Segmentation labeling items:
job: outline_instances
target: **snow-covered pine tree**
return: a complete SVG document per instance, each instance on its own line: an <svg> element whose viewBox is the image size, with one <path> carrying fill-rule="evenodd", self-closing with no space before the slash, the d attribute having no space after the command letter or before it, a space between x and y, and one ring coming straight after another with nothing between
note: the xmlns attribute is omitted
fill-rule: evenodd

**YOUR GOAL**
Copy the stretch from the beginning of the entries through the line that contains "target: **snow-covered pine tree**", word for word.

**COMPLETED EXERCISE**
job: outline_instances
target: **snow-covered pine tree**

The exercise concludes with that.